Set exercise » Locate every line in the items below that contains the word "head", and copy each of those lines. Case counts.

Records shown »
——
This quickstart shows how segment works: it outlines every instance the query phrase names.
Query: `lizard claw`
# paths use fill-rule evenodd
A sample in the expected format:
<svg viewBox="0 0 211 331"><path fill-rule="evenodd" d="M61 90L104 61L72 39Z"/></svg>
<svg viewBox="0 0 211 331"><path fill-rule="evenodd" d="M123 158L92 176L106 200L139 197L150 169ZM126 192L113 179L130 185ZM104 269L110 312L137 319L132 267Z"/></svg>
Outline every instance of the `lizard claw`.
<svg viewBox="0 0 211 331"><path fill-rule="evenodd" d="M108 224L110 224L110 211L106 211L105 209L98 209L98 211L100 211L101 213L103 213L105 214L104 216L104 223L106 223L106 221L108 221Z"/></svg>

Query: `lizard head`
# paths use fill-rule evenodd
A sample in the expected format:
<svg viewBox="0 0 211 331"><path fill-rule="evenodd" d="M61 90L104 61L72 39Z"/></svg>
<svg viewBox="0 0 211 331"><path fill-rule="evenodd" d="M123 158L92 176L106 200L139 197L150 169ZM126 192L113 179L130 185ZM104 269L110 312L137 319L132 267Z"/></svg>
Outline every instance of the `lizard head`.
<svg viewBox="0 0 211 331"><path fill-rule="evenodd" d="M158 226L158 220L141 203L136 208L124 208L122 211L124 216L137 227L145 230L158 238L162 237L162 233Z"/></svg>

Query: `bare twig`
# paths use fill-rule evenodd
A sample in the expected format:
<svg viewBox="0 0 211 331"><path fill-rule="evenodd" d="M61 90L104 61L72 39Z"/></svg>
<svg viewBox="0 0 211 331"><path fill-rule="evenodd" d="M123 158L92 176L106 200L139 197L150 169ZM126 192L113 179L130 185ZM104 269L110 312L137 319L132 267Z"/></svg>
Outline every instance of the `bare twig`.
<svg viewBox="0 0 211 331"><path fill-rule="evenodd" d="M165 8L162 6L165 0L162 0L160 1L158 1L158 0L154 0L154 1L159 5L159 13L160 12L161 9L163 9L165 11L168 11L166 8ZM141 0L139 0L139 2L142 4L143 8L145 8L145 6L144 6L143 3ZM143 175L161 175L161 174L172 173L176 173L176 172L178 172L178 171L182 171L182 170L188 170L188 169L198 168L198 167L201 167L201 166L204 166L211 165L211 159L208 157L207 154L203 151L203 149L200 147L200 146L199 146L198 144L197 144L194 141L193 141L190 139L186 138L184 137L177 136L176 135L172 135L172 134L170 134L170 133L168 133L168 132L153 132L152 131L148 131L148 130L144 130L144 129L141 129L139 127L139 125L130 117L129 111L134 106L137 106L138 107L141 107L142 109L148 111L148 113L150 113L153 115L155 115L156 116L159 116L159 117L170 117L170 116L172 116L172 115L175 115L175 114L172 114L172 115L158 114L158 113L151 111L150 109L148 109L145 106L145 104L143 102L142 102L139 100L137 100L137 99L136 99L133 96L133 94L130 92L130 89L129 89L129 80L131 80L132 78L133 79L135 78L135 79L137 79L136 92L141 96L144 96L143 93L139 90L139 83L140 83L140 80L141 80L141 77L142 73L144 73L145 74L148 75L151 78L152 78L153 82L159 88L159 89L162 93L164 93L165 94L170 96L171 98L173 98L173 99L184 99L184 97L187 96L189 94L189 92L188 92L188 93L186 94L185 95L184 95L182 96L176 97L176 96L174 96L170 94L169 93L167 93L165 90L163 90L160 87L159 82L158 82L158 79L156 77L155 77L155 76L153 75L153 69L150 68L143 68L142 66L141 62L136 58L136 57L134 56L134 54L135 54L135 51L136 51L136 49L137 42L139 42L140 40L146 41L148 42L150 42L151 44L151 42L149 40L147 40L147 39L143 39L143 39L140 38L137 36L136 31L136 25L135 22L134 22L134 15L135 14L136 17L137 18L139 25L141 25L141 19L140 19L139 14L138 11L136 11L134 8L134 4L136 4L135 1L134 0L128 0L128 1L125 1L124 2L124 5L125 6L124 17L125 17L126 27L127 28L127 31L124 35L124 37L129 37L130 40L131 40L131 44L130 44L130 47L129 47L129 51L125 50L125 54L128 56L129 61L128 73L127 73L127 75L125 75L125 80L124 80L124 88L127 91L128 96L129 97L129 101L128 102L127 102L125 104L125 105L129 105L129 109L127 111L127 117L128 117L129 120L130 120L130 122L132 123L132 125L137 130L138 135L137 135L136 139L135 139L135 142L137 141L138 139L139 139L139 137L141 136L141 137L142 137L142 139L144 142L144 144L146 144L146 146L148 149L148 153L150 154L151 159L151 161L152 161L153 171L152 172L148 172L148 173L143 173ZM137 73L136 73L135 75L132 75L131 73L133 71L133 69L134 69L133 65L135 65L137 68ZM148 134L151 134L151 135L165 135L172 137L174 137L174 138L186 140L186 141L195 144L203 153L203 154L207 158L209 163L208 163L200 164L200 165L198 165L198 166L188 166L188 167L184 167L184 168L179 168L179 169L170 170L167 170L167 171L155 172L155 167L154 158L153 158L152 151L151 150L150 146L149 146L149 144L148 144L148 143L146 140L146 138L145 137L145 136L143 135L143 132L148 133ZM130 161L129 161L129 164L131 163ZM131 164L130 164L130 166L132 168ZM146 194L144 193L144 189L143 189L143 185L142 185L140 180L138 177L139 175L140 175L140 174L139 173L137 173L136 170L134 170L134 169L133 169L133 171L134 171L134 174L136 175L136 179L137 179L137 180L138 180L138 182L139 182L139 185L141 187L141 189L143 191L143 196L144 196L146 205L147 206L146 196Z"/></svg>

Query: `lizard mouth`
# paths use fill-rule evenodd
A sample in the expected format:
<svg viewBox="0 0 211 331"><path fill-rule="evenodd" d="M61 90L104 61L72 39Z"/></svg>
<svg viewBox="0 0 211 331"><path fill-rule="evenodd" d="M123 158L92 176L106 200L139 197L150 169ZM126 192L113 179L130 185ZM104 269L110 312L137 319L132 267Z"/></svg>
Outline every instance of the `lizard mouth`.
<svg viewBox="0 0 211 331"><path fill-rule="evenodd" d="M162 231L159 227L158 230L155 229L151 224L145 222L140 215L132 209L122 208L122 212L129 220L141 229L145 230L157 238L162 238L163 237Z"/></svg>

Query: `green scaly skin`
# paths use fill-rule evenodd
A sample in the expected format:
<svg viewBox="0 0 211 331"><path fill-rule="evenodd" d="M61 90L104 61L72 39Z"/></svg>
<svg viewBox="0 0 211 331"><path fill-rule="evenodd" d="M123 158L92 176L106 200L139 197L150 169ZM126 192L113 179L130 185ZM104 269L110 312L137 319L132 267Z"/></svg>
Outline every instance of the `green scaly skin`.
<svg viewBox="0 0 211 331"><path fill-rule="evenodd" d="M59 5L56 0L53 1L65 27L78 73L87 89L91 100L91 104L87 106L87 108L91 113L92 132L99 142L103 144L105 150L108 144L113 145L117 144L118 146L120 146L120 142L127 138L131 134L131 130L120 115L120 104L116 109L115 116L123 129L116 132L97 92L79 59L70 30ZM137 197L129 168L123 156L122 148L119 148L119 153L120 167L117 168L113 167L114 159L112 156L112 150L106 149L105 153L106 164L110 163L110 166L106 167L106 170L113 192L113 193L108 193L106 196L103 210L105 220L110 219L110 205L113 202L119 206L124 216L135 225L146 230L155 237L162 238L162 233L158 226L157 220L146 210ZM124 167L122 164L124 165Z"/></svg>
——
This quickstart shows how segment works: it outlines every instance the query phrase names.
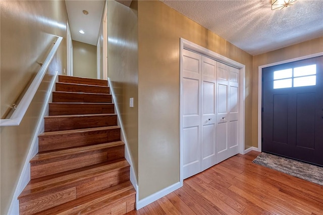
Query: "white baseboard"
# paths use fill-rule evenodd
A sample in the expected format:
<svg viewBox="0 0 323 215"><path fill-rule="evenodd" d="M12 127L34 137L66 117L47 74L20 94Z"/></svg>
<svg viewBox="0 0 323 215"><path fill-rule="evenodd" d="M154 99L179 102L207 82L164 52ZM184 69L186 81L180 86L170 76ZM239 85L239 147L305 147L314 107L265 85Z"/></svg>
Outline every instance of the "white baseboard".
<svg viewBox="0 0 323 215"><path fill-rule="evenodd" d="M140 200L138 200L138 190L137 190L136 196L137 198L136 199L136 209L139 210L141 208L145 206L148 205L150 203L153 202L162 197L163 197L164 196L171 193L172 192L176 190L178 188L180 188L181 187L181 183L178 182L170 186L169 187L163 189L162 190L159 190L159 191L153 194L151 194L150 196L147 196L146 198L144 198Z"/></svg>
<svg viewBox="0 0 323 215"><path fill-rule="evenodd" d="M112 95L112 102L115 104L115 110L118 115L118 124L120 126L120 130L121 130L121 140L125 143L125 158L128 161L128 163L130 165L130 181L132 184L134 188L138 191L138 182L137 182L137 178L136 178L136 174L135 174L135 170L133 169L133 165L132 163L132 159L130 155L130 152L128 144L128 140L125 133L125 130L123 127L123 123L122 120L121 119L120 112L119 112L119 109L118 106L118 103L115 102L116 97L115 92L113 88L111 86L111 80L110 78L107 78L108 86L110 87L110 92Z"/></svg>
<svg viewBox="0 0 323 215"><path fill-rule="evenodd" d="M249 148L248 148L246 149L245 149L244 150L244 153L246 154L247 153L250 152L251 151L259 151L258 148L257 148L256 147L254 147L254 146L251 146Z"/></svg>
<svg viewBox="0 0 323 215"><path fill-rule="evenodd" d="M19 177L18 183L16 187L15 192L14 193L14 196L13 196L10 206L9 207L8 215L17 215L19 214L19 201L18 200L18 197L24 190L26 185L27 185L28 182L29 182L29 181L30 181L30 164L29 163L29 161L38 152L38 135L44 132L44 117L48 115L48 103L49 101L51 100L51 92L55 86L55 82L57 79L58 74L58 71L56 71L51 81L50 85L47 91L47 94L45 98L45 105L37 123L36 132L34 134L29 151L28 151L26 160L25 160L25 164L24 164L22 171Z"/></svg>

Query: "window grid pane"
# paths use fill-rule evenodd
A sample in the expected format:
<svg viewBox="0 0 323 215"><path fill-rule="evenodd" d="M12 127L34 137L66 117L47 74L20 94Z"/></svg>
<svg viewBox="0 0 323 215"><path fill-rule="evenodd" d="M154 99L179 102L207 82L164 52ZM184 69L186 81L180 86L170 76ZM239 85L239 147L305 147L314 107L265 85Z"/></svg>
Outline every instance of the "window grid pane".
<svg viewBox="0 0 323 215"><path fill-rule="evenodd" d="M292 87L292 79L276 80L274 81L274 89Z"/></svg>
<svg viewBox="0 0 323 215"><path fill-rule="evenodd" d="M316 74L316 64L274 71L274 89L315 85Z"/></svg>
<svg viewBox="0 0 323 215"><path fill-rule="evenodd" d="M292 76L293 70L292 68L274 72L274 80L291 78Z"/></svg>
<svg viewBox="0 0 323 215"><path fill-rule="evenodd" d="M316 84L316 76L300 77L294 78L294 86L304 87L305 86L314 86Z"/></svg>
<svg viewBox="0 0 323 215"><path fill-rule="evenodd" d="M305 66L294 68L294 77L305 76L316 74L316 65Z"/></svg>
——
Final result »
Query: `lizard head`
Outline every instance of the `lizard head`.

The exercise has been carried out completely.